→ **COMPITO DA SVOLGERE**: Trascrivi identiche le righe dei dati che partono da quella con "Reviewer note. Confirm that each instance of the mountain" e proseguono fino a quella con "<point>40,80</point>", comprese entrambe.

→ **DATI FORNITI**:

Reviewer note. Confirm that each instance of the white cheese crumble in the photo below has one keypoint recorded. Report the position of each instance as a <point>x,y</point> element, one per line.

==

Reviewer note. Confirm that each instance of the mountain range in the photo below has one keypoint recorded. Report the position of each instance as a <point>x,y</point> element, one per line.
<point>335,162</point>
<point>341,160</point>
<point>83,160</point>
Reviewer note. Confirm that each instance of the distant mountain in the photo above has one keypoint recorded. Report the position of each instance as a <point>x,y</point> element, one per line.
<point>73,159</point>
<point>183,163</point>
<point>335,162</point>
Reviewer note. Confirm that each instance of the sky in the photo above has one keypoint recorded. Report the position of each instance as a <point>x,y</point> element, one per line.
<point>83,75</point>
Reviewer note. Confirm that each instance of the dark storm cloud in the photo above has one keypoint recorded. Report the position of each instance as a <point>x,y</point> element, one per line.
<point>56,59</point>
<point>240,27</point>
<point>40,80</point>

→ **RISULTATO FINALE**:
Reviewer note. Confirm that each instance of the mountain range in the photo below has one keypoint recorded. Report the position of each instance as a <point>x,y</point> element, one per line.
<point>335,162</point>
<point>341,160</point>
<point>83,160</point>
Reviewer note. Confirm that each instance of the distant mountain in the photo above has one keypoint recorded. Report the position of each instance as a <point>x,y</point> element, one per line.
<point>73,159</point>
<point>183,163</point>
<point>335,162</point>
Reviewer note. Confirm that each instance of the sky in the photo above has one keypoint recorded. Report the position of each instance as a <point>x,y</point> element, one per line.
<point>83,75</point>
Reviewer note. Confirm that each instance of the dark storm cloud in the photo above has one keypoint recorded. Report the position of each instance as a <point>x,y</point> element, one per line.
<point>56,59</point>
<point>240,27</point>
<point>40,80</point>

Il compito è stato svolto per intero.